Study text:

Subtle Biases Need Subtler Measures: Dual Metrics for Evaluating Representative and Affinity Bias in Large Language Models
Abhishek Kumar, Sarfaroz Yunusov, Ali Emami
TL;DR
This work addresses subtle biases in LLM outputs by introducing the Representative Bias Score ($RBS$) and the Affinity Bias Score ($ABS$) and by deploying the Creativity-Oriented Generation Suite (CoGS) to quantify generation and evaluation biases. By evaluating GPT-4, LLaMA-2, and Mixtral on 3,240 CoGS problem instances, the authors uncover pronounced representative biases toward white, straight, and male identities and model-specific affinity-bias fingerprints, with human evaluators showing related patterns. The methodology combines semantic-similarity analysis of identity-modulated outputs and evaluator preferences to produce cross-model bias profiles, enabling scalable benchmarking of subtle biases in creative generation and evaluation contexts. These insights have practical implications for fairness in AI-assisted storytelling and evaluation, and the work paves the way for bias-awareness tools and broader axis inclusion in future studies.

Available data:
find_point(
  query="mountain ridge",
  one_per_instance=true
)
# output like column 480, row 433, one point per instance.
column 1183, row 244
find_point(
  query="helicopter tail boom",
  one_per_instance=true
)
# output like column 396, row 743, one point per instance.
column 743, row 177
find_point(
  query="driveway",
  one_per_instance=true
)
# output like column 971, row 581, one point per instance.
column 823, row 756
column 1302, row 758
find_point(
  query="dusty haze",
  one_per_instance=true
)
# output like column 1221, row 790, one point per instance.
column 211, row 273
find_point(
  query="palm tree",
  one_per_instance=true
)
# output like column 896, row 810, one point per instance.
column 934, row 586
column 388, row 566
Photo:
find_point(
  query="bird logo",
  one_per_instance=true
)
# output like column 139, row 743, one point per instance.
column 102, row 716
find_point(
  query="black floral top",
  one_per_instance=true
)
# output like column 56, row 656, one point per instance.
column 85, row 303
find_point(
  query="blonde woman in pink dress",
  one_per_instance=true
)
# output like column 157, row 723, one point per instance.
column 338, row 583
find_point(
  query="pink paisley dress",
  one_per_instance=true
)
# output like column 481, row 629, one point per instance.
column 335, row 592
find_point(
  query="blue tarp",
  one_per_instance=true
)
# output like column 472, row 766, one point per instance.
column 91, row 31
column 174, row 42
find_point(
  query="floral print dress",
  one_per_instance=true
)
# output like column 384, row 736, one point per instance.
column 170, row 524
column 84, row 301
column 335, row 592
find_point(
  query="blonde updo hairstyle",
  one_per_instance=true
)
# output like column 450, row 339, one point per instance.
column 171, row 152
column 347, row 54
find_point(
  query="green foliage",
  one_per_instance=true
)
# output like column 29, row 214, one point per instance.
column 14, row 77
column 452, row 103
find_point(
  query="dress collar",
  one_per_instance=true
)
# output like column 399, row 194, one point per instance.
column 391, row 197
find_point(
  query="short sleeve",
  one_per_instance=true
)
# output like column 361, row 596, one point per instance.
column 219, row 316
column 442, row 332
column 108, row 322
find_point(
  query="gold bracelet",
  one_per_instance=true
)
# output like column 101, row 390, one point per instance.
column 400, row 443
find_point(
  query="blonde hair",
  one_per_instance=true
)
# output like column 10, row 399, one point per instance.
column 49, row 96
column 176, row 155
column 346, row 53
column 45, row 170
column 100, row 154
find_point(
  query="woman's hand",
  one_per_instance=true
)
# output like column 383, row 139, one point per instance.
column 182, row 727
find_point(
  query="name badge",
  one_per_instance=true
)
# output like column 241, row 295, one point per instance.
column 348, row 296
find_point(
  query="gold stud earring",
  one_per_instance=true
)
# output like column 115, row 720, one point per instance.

Assigned task A: Summarize the bias-metrics text in two sentences.
Assigned task B: According to the bias-metrics text, on how many CoGS problem instances were the models evaluated?
Assigned task C: Write a continuation of the bias-metrics text that picks up from its final sentence.
The items above come from a separate source.

Task result A: The text introduces the Representative Bias Score and the Affinity Bias Score and uses the Creativity-Oriented Generation Suite (CoGS) to quantify subtle biases in how LLMs generate and evaluate creative content. An evaluation of GPT-4, LLaMA-2, and Mixtral on 3,240 CoGS problem instances revealed pronounced representative biases toward white, straight, and male identities and model-specific affinity-bias fingerprints, with human evaluators showing related patterns.

Task result B: 3,240.

Task result C:
Abstract
Research on Large Language Models (LLMs) has often neglected subtle biases that, although less apparent, can significantly influence the models' outputs toward particular social narratives. This study addresses two such biases within LLMs: representative bias, which denotes a tendency of LLMs to generate outputs that mirror the experiences of certain identity groups, and affinity bias, reflecting the models' evaluative preferences for specific narratives or viewpoints. We introduce two novel metrics to measure these biases: the Representative Bias Score (RBS) and the Affinity Bias Score (ABS), and present the Creativity-Oriented Generation Suite (CoGS), a collection of open-ended tasks such as short story writing and poetry composition, designed with customized rubrics to detect these subtle biases. Our analysis uncovers marked representative biases in prominent LLMs, with a preference for identities associated with being white, straight, and men. Furthermore, our investigation of affinity bias reveals distinctive evaluative patterns within each model, akin to `bias fingerprints'. This trend is also seen in human evaluators, highlighting a complex interplay between human and machine bias perceptions.